### Work to do
Update the stretch from the line containing "57, row 76." through the line containing "column 111, row 335" so that "ribbed" reads "knit", keeping everything else the same.

### Exercise data
<<<<

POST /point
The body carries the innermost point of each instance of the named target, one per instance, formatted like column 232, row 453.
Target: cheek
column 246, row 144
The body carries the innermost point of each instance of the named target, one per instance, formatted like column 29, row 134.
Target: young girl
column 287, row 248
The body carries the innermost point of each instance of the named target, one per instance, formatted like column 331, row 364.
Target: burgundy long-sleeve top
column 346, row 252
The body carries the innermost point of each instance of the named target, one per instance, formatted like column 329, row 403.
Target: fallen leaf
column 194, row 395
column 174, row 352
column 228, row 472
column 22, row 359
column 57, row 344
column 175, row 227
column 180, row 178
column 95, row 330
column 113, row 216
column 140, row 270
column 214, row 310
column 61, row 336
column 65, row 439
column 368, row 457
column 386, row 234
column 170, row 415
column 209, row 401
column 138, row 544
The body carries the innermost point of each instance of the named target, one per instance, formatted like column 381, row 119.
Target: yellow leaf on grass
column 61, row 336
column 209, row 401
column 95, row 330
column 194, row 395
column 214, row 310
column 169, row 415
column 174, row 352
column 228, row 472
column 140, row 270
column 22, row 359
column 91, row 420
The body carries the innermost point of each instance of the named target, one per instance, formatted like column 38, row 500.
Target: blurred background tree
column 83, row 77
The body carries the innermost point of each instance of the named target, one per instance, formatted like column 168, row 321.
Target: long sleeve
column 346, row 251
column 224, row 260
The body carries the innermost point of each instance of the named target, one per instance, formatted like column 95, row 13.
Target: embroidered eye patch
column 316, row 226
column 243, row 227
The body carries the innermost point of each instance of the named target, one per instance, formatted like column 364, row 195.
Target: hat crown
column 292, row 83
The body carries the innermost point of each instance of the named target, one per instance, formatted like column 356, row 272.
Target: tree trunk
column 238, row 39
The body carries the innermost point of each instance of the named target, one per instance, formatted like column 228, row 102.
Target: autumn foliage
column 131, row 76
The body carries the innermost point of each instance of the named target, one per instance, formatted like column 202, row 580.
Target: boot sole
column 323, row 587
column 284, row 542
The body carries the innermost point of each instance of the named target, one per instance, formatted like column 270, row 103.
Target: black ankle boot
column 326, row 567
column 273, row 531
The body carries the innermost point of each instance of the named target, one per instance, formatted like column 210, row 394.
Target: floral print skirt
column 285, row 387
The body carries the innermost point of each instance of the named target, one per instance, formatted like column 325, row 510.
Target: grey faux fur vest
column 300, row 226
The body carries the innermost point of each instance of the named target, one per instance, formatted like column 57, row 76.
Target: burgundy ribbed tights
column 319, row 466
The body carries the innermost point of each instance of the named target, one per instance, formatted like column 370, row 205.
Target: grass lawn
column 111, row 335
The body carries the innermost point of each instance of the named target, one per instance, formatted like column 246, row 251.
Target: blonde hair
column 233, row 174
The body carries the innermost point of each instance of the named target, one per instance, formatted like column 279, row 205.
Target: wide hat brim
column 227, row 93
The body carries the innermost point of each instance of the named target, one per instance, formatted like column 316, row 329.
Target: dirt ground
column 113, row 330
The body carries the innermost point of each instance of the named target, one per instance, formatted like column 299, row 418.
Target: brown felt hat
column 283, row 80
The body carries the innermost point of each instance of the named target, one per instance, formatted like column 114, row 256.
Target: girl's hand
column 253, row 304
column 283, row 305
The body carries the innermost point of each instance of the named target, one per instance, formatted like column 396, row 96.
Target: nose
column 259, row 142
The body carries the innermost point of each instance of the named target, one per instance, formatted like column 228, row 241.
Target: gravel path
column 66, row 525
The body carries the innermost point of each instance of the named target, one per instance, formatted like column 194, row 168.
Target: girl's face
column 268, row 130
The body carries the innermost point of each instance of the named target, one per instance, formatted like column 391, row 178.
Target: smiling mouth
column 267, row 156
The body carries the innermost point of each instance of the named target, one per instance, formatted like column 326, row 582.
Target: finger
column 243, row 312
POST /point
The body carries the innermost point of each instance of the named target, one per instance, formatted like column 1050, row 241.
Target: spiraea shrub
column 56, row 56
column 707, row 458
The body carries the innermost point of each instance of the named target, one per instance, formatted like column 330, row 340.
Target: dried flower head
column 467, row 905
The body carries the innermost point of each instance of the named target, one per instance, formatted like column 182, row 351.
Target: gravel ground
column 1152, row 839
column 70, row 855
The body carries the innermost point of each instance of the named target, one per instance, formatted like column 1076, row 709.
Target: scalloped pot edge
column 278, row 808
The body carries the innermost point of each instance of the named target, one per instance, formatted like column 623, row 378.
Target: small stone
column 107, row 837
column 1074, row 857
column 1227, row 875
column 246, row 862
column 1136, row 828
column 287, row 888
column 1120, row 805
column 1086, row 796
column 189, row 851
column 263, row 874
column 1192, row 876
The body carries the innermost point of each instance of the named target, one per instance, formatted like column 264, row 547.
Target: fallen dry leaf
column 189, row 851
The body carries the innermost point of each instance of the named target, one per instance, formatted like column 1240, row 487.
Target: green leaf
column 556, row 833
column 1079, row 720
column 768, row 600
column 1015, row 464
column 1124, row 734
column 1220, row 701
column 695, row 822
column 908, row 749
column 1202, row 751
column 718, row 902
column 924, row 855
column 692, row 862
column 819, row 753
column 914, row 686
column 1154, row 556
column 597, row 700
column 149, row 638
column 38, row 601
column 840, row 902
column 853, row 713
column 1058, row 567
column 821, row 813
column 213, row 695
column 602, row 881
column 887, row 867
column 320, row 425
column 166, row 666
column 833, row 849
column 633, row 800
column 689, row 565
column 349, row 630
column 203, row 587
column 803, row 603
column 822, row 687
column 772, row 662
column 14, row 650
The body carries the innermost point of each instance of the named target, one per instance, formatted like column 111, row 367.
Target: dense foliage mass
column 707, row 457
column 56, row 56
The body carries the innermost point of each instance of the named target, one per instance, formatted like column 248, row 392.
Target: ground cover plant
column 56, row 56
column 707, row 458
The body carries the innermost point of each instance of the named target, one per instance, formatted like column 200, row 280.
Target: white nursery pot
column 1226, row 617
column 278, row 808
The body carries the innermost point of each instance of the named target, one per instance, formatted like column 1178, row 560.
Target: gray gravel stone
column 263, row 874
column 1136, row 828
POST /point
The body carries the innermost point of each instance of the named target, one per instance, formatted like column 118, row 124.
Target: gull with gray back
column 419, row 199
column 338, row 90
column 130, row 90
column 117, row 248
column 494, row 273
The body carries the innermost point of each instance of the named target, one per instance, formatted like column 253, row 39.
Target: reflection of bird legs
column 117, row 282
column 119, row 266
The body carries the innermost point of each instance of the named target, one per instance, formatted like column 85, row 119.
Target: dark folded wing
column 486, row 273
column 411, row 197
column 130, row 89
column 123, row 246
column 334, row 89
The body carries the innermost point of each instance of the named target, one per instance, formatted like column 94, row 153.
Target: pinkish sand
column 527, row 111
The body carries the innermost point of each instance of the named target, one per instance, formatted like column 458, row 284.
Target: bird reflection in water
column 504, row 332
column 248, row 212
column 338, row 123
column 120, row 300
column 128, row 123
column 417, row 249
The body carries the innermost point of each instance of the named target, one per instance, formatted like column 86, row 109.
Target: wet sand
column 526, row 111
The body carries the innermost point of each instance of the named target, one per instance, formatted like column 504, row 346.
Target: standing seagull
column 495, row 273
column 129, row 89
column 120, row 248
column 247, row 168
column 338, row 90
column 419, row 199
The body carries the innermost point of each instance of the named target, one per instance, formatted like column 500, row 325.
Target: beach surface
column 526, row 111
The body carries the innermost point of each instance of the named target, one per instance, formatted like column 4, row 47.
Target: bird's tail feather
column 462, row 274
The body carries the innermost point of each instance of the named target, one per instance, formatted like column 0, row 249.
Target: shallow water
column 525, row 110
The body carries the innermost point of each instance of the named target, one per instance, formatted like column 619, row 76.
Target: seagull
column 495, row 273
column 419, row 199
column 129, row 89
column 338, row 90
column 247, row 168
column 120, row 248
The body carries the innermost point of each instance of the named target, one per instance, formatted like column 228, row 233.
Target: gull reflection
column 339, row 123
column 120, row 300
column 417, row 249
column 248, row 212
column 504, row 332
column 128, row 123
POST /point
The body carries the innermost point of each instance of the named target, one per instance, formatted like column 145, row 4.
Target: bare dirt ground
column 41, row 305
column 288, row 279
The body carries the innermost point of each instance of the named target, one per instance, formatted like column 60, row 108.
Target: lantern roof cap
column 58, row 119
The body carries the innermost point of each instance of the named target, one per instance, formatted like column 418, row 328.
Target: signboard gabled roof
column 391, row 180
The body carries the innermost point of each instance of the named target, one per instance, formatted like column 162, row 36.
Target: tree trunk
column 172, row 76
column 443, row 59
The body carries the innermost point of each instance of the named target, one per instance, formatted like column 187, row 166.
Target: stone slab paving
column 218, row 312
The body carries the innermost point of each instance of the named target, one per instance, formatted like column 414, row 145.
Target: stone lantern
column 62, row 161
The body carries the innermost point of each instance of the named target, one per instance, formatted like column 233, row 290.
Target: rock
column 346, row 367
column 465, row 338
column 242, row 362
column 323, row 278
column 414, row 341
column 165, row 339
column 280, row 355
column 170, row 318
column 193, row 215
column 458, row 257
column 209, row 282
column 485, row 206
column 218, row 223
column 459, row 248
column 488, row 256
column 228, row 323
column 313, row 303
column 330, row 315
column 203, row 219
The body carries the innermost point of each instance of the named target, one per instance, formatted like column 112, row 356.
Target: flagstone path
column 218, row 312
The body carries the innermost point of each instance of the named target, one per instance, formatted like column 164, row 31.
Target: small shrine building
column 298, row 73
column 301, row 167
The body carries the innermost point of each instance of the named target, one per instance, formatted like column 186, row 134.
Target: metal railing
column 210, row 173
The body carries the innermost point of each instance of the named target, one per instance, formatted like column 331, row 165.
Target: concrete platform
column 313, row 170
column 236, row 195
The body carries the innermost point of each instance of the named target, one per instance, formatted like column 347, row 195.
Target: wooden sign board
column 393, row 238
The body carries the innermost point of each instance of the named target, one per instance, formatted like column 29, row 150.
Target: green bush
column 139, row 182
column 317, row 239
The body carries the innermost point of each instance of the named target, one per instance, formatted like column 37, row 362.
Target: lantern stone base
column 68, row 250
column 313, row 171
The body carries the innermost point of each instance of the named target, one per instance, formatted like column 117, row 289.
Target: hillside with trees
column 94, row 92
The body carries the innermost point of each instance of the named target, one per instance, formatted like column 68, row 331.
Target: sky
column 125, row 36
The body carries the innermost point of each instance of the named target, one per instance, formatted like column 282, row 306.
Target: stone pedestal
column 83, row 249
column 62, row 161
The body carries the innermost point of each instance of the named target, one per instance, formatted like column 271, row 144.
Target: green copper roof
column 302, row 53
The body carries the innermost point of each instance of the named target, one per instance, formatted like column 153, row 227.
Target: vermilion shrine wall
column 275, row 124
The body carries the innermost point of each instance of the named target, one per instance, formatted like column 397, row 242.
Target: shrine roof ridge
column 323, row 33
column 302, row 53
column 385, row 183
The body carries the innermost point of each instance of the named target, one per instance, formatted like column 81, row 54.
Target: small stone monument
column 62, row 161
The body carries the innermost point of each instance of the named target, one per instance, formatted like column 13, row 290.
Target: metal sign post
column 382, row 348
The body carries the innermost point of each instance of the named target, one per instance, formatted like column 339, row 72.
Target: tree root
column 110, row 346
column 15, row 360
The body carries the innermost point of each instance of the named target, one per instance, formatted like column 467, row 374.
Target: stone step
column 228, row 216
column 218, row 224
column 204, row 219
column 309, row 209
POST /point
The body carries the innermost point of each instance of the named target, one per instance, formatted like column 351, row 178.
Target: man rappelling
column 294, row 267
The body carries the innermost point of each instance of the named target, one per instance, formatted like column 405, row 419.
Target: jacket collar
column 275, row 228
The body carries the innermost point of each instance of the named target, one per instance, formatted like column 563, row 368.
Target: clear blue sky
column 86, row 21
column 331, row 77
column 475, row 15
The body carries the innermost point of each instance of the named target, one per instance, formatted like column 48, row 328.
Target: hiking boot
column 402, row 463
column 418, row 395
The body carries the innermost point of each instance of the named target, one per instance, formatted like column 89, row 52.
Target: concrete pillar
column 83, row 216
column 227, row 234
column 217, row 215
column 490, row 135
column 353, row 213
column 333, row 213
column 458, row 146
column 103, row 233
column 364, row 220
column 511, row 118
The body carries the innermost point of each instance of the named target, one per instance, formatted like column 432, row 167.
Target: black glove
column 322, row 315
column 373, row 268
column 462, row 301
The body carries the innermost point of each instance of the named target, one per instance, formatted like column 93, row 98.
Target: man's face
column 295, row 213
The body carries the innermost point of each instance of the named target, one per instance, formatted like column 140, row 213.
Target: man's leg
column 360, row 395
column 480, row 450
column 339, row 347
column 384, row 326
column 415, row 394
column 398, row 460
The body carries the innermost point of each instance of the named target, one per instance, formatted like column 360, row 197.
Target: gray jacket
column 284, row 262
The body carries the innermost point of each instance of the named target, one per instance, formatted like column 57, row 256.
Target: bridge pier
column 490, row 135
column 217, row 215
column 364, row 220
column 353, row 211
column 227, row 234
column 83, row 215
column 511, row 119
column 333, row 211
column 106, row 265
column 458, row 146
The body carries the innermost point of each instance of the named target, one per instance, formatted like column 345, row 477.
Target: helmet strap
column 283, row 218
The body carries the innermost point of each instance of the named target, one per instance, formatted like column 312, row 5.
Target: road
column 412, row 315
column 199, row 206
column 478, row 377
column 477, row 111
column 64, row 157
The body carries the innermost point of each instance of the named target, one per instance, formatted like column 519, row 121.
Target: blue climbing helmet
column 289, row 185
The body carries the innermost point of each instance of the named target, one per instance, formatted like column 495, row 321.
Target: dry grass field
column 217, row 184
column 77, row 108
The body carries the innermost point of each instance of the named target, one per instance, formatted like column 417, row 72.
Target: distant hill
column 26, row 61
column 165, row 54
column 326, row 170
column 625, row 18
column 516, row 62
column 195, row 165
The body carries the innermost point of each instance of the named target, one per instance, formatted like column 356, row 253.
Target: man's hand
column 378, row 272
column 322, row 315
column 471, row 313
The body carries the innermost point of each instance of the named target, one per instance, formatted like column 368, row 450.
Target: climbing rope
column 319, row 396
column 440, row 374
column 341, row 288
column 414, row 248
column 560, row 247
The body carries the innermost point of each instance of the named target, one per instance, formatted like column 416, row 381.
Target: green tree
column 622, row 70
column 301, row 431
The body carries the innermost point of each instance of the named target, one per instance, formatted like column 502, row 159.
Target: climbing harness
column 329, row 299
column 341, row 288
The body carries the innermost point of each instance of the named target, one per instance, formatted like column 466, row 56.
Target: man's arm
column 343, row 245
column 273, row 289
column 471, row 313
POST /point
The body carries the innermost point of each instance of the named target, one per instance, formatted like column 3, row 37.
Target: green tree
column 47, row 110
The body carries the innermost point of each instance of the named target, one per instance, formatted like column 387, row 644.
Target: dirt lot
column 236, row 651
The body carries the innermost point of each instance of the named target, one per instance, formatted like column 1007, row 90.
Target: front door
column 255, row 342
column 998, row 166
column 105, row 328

>>>>

### Answer to the problem
The body carries the innermost point of each instance of the named target, one per instance, formatted like column 57, row 76.
Target: burgundy knit tights
column 319, row 466
The body carries the innermost point of each instance of the named target, one per instance, formatted like column 370, row 205.
Target: grass lawn
column 111, row 335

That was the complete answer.